> **Excerpts from a detection dataset**:
┌──
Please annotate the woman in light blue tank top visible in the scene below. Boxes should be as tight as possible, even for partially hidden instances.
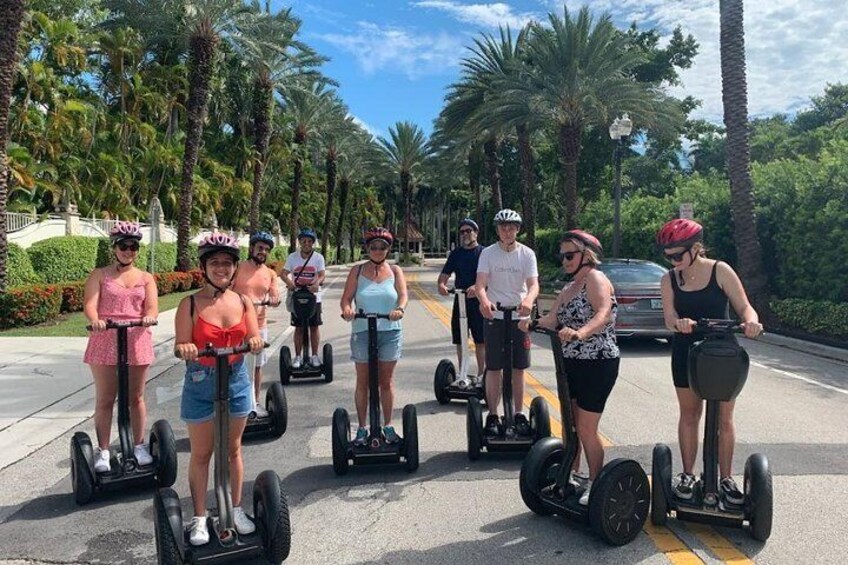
[341,228,407,445]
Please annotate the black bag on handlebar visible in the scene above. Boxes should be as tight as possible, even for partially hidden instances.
[689,335,750,402]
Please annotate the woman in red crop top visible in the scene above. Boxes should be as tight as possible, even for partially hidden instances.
[174,234,264,545]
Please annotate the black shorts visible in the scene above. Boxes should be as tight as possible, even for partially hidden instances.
[564,357,621,414]
[451,296,485,345]
[292,302,324,328]
[483,319,532,371]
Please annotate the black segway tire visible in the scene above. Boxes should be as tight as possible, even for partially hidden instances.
[253,470,291,565]
[265,383,289,437]
[153,488,184,565]
[651,443,671,526]
[744,453,774,542]
[149,420,177,487]
[322,343,333,383]
[589,458,651,546]
[333,408,350,476]
[71,432,96,506]
[280,345,291,385]
[530,396,551,442]
[518,437,563,516]
[433,359,456,404]
[403,404,418,473]
[465,397,483,461]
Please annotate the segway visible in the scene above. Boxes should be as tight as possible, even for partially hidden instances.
[433,288,486,404]
[332,310,418,475]
[242,300,289,439]
[466,303,551,461]
[651,319,773,541]
[518,322,651,545]
[153,344,291,565]
[280,286,333,385]
[71,320,177,505]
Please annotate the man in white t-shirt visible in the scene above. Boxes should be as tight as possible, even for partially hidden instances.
[280,228,326,369]
[474,209,539,435]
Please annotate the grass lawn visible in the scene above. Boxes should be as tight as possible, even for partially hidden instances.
[0,290,197,337]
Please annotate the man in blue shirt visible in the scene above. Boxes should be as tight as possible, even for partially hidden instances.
[439,218,486,379]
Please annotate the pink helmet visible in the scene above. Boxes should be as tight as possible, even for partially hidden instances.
[109,222,141,245]
[197,232,240,262]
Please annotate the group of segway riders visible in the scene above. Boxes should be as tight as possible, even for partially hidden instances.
[78,209,771,562]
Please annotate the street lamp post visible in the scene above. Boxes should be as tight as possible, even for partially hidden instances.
[610,114,633,257]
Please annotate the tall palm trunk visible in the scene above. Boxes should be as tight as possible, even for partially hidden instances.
[515,124,536,249]
[289,130,306,253]
[248,77,274,233]
[0,0,24,293]
[559,125,583,230]
[335,175,350,263]
[483,136,503,212]
[177,34,219,271]
[719,0,774,323]
[321,147,336,253]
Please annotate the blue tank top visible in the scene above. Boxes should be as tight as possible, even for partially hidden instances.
[353,265,401,333]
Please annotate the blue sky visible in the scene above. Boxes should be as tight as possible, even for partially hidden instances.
[272,0,848,135]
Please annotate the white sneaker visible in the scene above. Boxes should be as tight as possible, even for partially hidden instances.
[133,443,153,466]
[580,481,592,506]
[233,506,256,536]
[188,516,209,545]
[94,449,112,473]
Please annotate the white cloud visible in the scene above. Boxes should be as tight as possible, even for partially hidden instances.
[317,22,465,80]
[412,0,538,29]
[548,0,848,122]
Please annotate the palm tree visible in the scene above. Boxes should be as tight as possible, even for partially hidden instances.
[0,0,24,293]
[379,122,430,263]
[719,0,774,322]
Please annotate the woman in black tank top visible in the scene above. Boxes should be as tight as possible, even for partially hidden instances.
[657,219,763,504]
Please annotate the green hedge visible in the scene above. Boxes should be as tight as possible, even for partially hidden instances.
[27,236,100,283]
[6,243,42,288]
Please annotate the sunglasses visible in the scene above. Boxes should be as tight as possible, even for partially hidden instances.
[557,251,580,263]
[663,247,692,263]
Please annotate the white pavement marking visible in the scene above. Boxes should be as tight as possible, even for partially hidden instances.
[751,361,848,394]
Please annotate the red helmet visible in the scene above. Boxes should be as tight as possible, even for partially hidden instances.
[562,230,604,255]
[657,218,704,248]
[365,227,395,247]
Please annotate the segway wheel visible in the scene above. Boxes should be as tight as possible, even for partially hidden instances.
[253,470,291,565]
[153,488,184,565]
[530,396,551,442]
[466,397,483,461]
[280,345,291,385]
[333,408,350,476]
[651,443,671,526]
[433,359,456,404]
[149,420,177,487]
[589,459,651,546]
[403,404,418,473]
[322,343,333,383]
[71,432,95,505]
[744,453,774,541]
[265,383,289,437]
[518,437,563,516]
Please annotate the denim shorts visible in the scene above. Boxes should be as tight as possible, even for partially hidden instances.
[180,358,253,424]
[350,330,403,363]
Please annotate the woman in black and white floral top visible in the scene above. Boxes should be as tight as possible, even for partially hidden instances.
[522,230,620,505]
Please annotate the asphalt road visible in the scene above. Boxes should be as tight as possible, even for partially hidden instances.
[0,266,848,565]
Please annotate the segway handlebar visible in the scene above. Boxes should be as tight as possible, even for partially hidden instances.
[197,343,270,357]
[85,320,159,331]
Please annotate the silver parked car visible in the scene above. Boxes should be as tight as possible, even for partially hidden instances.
[538,259,671,338]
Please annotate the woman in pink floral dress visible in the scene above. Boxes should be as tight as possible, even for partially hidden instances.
[83,222,159,473]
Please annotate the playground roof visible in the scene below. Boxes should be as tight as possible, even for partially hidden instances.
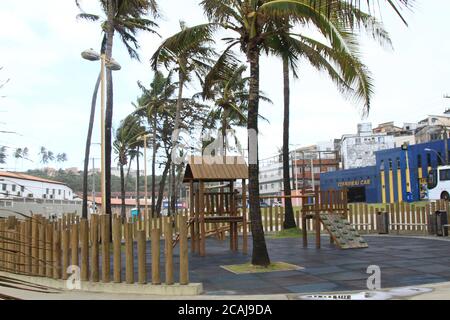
[183,156,248,182]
└──
> **Challenge**: Copy the data above word for word, line by line, but leave out the pictures.

> **Answer**:
Please annotate the woman in light blue tank top visible in the scene below. Boxes should be as tight as possible, even for partially hidden instances.
[341,228,407,445]
Please annotate the black bag on handlebar visible in the scene above. Boxes should be as tight as possible, even for partially hidden instances.
[689,335,750,402]
Please annotate the woman in red crop top visible in the scene above. Boxes should be as tight as possible, even for partially hidden instances.
[174,234,264,545]
Please annotate the black shorts visible in the scene above. Boxes should be as tight as possible, even for partially hidden instances.
[564,357,621,414]
[451,296,485,345]
[292,302,324,328]
[483,319,532,371]
Please annotate the black segway tire visible in the scene above. Boxes should be as tight as possible, even for partially hidden instances.
[253,470,291,565]
[265,383,289,437]
[153,488,184,565]
[651,443,671,526]
[744,453,774,542]
[149,420,177,487]
[322,343,333,383]
[589,458,651,546]
[333,408,350,476]
[71,432,96,506]
[280,345,291,385]
[530,396,551,442]
[518,437,563,516]
[433,359,456,404]
[403,404,418,473]
[465,397,483,461]
Please annotate the segway visible in the scene above. Boxes should be as tight as possible, even for partially hidden instances.
[433,288,486,404]
[332,310,418,475]
[242,300,289,439]
[466,303,551,461]
[651,319,773,541]
[518,322,651,545]
[153,344,291,565]
[280,286,333,385]
[71,320,177,505]
Please annotate the man in white t-shirt visible in the scene above. Boxes should be as tight as possible, even for partially hidden instances.
[280,228,326,369]
[474,209,539,435]
Please annotate the grass lawn visible in the scene above. Boxes should be as tight as possible, even for partially hidden instances.
[0,290,197,337]
Please annotate the man in blue shirt visible in the scene above. Boxes should be as tight as possible, even for partially hidden instances.
[439,218,486,379]
Please annotate the pink helmet visible in the scene above. Boxes should be as tight as possible, even for partially hidden instances.
[109,222,141,245]
[197,232,240,262]
Please annotate the group of segway riders visible in the scene above. Boxes should be as tight as possible, even for partially hidden instances.
[78,209,771,562]
Please annotate the street lamp post visible in the scene above. Boxes should be as tight as possible, even for partially hidden instances.
[610,114,633,257]
Please annotate the tall palm trunk visible in the scene above. Boxes should be as tight as possible, even for partially hidden instances.
[515,124,536,249]
[289,130,306,253]
[248,77,274,233]
[0,0,24,293]
[559,125,583,230]
[335,175,350,263]
[483,136,503,212]
[177,34,219,271]
[719,0,774,323]
[321,147,336,253]
Please annotate the blue tank top visible in the scene above. Boxes should be as tight as possible, even for partially hidden instances.
[353,265,401,333]
Please annotate the blue sky visible in the scene above. Boxes should be as tight as possible, even for partially hidden instances.
[272,0,848,135]
Please annotate the white sneaker visible in the scene above. Boxes should be as tight as possible, even for partially hidden instances.
[133,443,153,466]
[580,481,592,506]
[233,506,256,536]
[188,516,209,545]
[94,449,112,473]
Please annotate the white cloud visible in the scene above. Boxes should be as tight as possible, even for partially hidden instances.
[317,22,465,80]
[412,0,538,29]
[548,0,848,122]
Please annotate the palm tree visible in the scene above. Boxes should be as tight as possible, even for partially hidden instances.
[0,0,24,293]
[379,122,430,263]
[719,0,774,322]
Please annotate the woman in black tank top visible in the scene above. Boxes should be as tight as possible, even for partially hidden instances.
[657,219,763,504]
Please annotate the green hedge visible in the scene above. Boxes should be as tight as possible, even for partially hidden instances.
[27,236,100,283]
[6,243,42,288]
Please annotate the sunglasses visible in the scene above. Boxes should be as tight as possible, even for partially hidden instances.
[557,251,580,263]
[663,247,692,263]
Please annotate the white pavement marking visible in the scene above. Boxes should be as tight as possible, even for partially hidden instances.
[751,361,848,394]
Please annotate the red helmet visible in the scene above. Boxes should be as tight as possible, even for partially hidden instances.
[562,230,604,255]
[657,218,704,248]
[365,227,395,247]
Please annotate the segway wheel visible in the scene above. Boxes should be as tight as possible, even for partially hidden instances.
[253,470,291,565]
[153,488,184,565]
[530,396,551,442]
[466,397,483,461]
[280,345,291,385]
[333,408,350,476]
[651,443,671,526]
[433,359,456,404]
[149,420,177,487]
[589,459,651,546]
[403,404,418,473]
[322,343,333,383]
[71,432,95,505]
[744,453,774,541]
[265,383,289,437]
[518,437,563,516]
Please annotate the denim shorts visible in the scene above. Boxes should be as tight as possible, even for partially hidden instances.
[180,358,253,424]
[350,330,403,363]
Please annotate the woman in black and white floral top visible in the scene above. Boxes should be as tight as possible, even for partially hidden instances.
[522,230,620,505]
Please annotate the asphalt road visible in the scene above. Boxes should be as tight as possible, even for partially hidden instances.
[0,266,848,565]
Please annotate the segway handlebar visible in the scene above. Boxes should be as tight as possible, even for partially hidden instances.
[197,343,270,357]
[85,320,159,331]
Please annotate the silver parked car visible in the scene above. Boxes should be as tight as possible, even for partially hidden instances.
[538,259,671,338]
Please annotate the woman in pink floral dress visible in the scene above. Boxes should be as tight as possible, even for partially hidden instances.
[83,222,159,473]
Please annotate the playground roof visible in the scene below. Boxes should be as tight as possible, even for partially hidden instances.
[183,156,248,182]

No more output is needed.